Quoted passage:
★ ★ ★
It Comes at Night

Jacob Richardson | 29/06/2017

A haunting, tense and superbly shot thriller, It Comes at Night is a masterclass in cinematic paranoia.

Following the breakout of an un-explained disease that has affected the entirety of humanity, Paul (Joel Edgerton), Sarah (Carmen Ejogo) and Travis (Kelvin Harrison Jr) have locked themselves, and their dog Stanley, away in their boarded up house in the woods. Wearing gas masks, they take their infected Grandfather Bud out to the woods, where Paul shoots him before burning the body. The smoke seemingly brings interest to their hazy neck of the woods, as Will (Christopher Abbott) is found breaking into their “Safe Room”, a plastic draped holding chamber between the dangers of the outside world and the seemingly safe confines of their huge wooden house.

 

After a tense introduction, Paul and Will form an uneasy alliance, based off Sarah’s advice that it wouldn’t be safe to let him go. To forge a bond and begin to build a community of survivors, Paul and his new guest bring Will’s young son Andrew and his wife Kim (Riley Keough) back to the house. A brief peace is established, with Travis in particular enjoying the new found company. Alas, when one member of the six falls ill, suspicion runs rampant and danger looms.
★ ★ ★
(Data items)
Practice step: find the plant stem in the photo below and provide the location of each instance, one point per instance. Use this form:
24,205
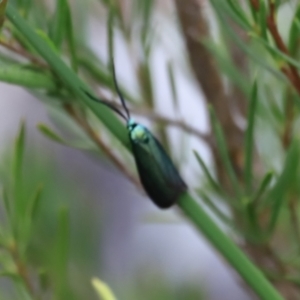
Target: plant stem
253,276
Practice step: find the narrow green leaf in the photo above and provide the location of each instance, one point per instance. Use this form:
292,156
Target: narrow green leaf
240,16
215,209
2,12
99,72
34,202
110,37
209,177
285,180
70,38
249,139
68,77
24,76
249,272
18,155
227,66
49,133
263,19
224,152
59,23
103,290
265,183
62,253
275,51
80,143
218,7
172,83
6,201
146,13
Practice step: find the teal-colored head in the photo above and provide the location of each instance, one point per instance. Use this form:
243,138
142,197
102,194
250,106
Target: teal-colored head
137,132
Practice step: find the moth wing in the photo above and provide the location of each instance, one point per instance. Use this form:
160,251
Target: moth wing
158,174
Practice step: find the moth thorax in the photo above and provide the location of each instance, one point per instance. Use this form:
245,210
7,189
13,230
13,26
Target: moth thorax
139,134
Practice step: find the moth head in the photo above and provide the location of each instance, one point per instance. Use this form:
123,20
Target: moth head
137,132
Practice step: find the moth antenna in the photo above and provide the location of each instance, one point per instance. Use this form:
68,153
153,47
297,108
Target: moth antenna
108,104
118,90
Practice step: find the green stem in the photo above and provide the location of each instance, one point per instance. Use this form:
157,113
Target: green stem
252,275
195,213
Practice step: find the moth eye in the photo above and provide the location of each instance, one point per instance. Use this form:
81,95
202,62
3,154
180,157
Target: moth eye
138,134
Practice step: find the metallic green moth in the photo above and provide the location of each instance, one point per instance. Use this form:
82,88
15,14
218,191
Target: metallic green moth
160,178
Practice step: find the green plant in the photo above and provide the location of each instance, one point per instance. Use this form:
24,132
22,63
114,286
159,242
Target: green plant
260,67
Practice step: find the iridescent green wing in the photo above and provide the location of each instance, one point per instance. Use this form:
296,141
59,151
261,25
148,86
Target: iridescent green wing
158,174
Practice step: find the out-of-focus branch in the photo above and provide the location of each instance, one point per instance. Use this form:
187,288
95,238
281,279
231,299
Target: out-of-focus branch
35,60
289,70
107,150
292,74
194,28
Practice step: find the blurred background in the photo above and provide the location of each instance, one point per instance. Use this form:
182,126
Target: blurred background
84,216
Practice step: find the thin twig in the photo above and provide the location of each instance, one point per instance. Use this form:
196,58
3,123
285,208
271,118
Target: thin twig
107,150
293,74
290,71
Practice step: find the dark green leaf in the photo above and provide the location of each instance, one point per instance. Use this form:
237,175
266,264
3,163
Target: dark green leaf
207,174
59,23
265,183
18,156
279,191
33,203
249,138
172,83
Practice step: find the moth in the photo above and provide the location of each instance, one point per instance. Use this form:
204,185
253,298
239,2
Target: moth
160,178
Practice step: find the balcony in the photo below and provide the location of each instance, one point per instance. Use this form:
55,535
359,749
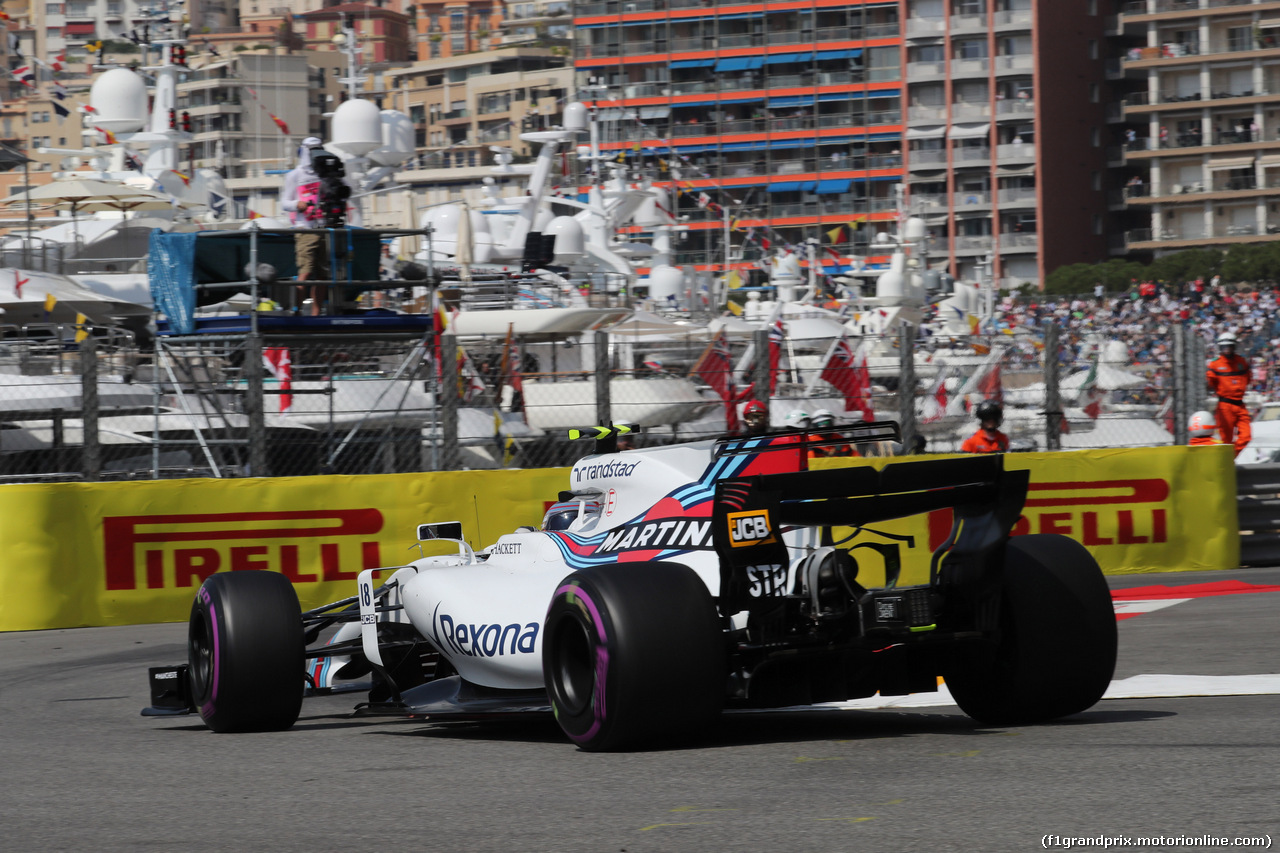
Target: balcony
1013,18
969,67
928,159
924,27
1014,63
970,200
1016,197
927,113
917,72
1010,241
972,243
961,112
1019,108
1015,153
972,155
968,23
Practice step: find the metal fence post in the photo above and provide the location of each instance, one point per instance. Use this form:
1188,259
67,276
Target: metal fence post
603,404
906,382
1052,398
1182,384
447,402
254,407
760,373
91,461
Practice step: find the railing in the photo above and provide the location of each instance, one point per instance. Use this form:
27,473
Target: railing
1015,151
970,110
969,67
915,71
1016,106
972,199
1015,195
1018,241
926,27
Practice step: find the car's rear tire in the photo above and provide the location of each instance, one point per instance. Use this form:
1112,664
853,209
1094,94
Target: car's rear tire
1057,638
632,653
246,649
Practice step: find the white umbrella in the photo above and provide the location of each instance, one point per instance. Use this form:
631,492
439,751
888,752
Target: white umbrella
465,251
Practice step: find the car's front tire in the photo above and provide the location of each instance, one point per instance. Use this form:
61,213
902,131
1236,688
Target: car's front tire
246,649
1057,638
632,653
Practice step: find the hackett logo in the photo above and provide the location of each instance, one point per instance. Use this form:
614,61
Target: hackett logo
184,550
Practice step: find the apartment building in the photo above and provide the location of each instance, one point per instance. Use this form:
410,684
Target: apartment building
231,105
1006,145
455,27
789,115
1198,124
462,105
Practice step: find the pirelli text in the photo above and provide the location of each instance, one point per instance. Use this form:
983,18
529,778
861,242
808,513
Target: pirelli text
1153,842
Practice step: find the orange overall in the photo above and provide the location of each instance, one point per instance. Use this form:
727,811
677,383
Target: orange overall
1228,378
982,442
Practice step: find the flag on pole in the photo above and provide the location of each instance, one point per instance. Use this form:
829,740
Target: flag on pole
277,363
848,372
1091,396
936,400
716,368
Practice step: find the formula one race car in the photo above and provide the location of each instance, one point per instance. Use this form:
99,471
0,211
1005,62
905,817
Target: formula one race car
671,583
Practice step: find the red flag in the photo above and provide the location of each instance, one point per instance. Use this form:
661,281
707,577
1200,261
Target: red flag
277,361
936,402
716,368
848,372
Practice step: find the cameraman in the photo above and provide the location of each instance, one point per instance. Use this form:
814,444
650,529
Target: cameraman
301,197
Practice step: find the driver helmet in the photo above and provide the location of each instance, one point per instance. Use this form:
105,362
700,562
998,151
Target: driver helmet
562,514
991,410
823,419
1201,424
798,418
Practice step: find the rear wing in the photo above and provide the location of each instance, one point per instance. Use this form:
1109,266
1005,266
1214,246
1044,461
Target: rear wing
750,514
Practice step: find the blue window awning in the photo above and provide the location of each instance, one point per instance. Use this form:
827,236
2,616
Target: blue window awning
792,186
840,54
776,59
833,186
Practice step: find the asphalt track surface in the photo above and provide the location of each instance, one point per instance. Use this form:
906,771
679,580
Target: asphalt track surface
83,771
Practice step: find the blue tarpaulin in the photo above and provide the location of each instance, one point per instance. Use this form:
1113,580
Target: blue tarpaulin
172,274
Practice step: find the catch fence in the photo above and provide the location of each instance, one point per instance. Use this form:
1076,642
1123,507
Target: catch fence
246,405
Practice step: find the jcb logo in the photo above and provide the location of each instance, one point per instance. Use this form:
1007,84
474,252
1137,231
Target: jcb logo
749,529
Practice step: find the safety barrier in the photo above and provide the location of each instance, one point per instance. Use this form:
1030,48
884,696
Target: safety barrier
1257,488
119,553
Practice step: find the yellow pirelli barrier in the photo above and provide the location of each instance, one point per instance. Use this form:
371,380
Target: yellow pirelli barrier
115,553
1144,509
120,553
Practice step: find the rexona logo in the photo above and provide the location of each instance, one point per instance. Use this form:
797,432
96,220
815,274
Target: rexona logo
472,639
749,529
306,546
658,534
604,470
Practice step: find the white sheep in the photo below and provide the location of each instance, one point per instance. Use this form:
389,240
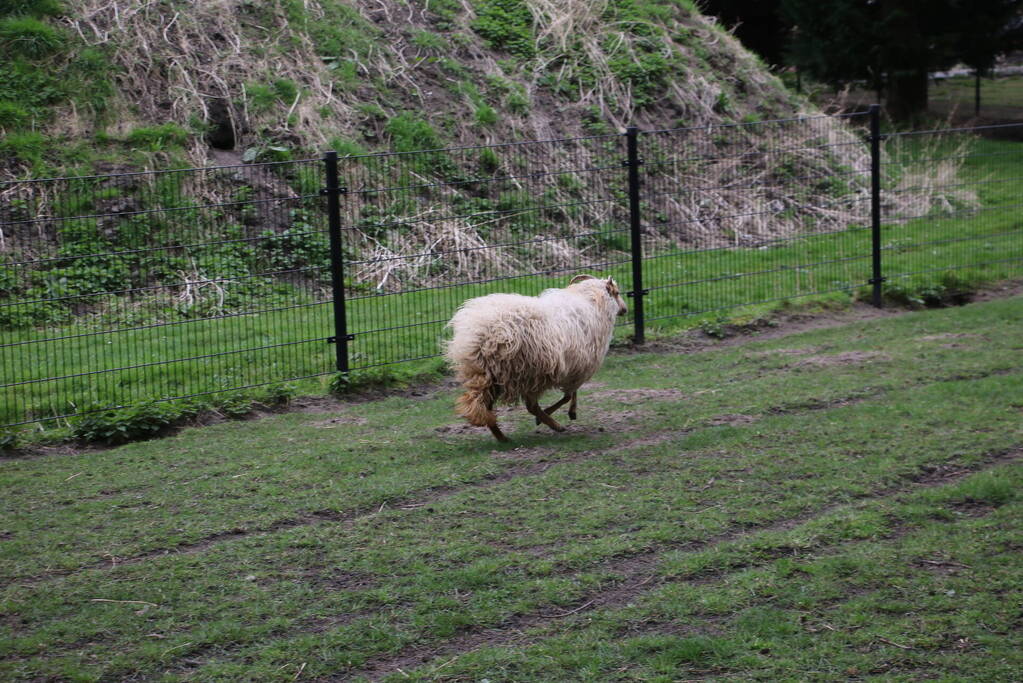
★ ★ ★
Required actions:
**a)** Based on the review of It Comes at Night, say whether each statement agrees with the text, answering yes or no and quoting the deciding words: (i) Paul shoots Grandfather Bud in the woods; (ii) Will is found breaking into the attic of the house; (iii) Will's family includes his young son Andrew and his wife Kim.
**b)** Carry on the review of It Comes at Night from its final sentence.

Responses in order:
**a)**
(i) Yes: "Paul shoots him before burning the body"
(ii) No: "Will (Christopher Abbott) is found breaking into their “Safe Room”"
(iii) Yes: "Will’s young son Andrew and his wife Kim (Riley Keough)"

**b)**
 

In his second feature, Trey Edward Shults has delivered a short, sharp piece of exceptional filmmaking. Clocking in at just 91 minutes, It Comes at Night feels perfectly timed, which is a remarkable feat given the slow-burn pace of the film. Full of lingering shots of the ominous forest, or creeping dolly zooms down the hallway towards the red door that signifies the outside world, the movie builds tension expertly.

 

In fact, aside from the ill Grandfather and a character later on in the movie, you never see the effects of the disastrous plague that has affected human-kind. Even with these two examples, the seemingly deadly ‘final stage’ of the transformation is never achieved; instead leaving us with two wheezing, almost immobile husks, complete with shattered iris’s and bone coloured welts. For a movie that, prior to viewing, one could imagine full of night-restricted horror creatures, it’s refreshing to see no sign of them. In fact, it lends itself to Shults, and cinematographer Drew Daniels’ style, allowing shots of barely lit hallways or a still shot of the forest to be full of even more fear-inducing imagination than any CGI creature could convey.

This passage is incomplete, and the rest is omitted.